## OBJETIVO DEL EJERCICIO
Según el texto sobre Thomas Bayes, ¿en qué cementerio de Londres está enterrado?

## TEXTO MOSTRADO
▼
En el cementerio londinense de Bunhill Fields está enterrado el reverendo Thomas Bayes, que murió en 1761, con una lápida en la que sólo se menciona su nombre y el de sus familiares, ajeno a la influencia que su obra está teniendo en el mundo 250 años después.
Escribió sólo un par de libros durante su vida, uno teológico sobre la «Divina Providencia y la felicidad de sus criaturas«, y otro sobre matemáticas, en el que defendía el método del Cálculo desarrollado por Isaac Newton. No es recordado por ninguno de estos dos, sino por el libro que un amigo le publicó un par de años después de su muerte, a partir de unos manuscritos que dejó sobre estadística, en el que desarrolló la base de lo que después se llamó la Inferencia Bayesiana. No está claro porqué le dio al final de su vida por este tema, pero hay quien dice que quizás lo hizo para refutar el argumento de David Hume de no creer en milagros a partir del testimonios de los involucrados.
▲
## INFORMACIÓN PROPORCIONADA
▼
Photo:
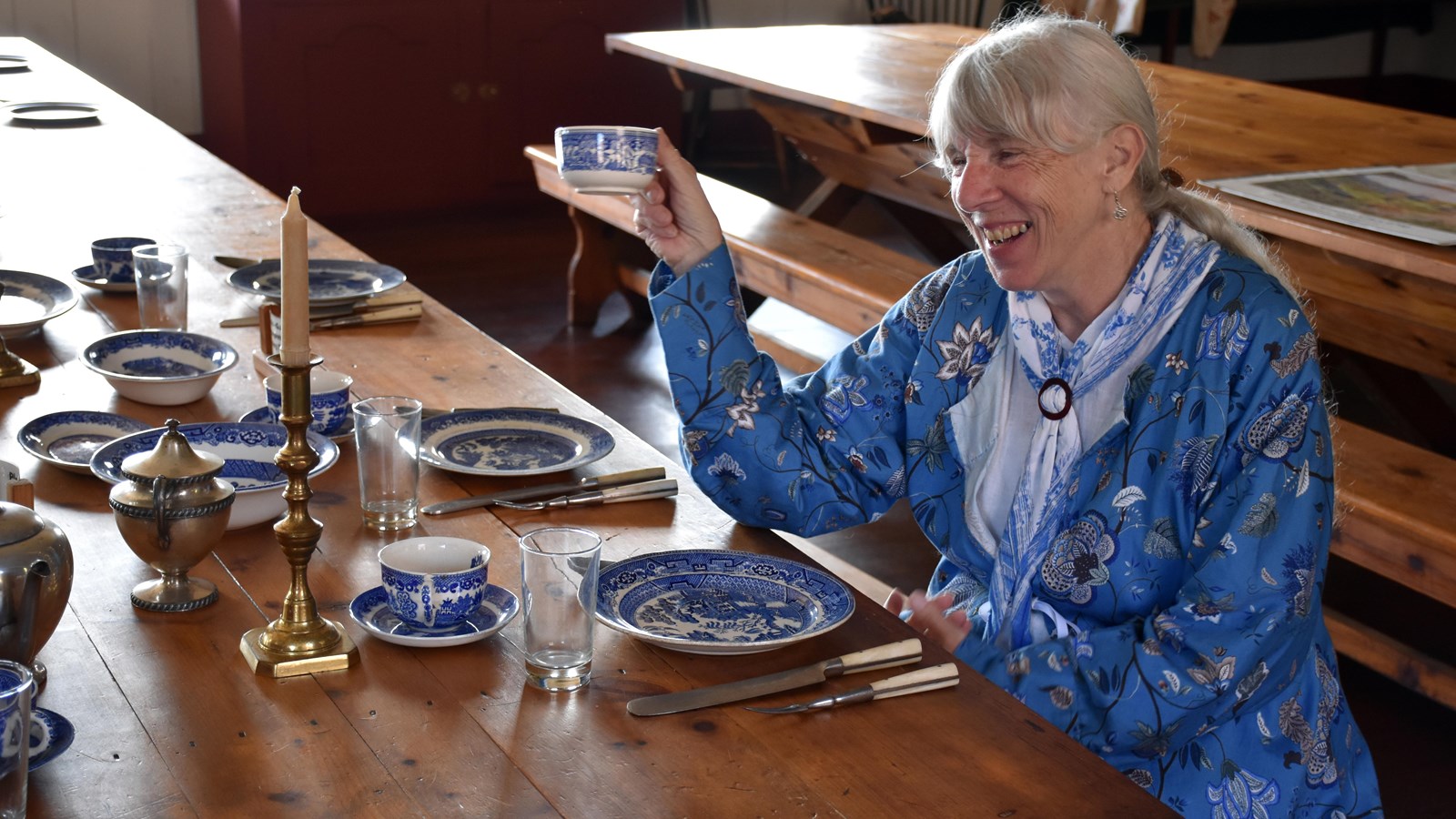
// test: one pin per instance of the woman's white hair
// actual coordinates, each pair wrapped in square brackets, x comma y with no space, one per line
[1062,84]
▲
## RESPUESTA DEL EJERCICIO
En el cementerio de Bunhill Fields.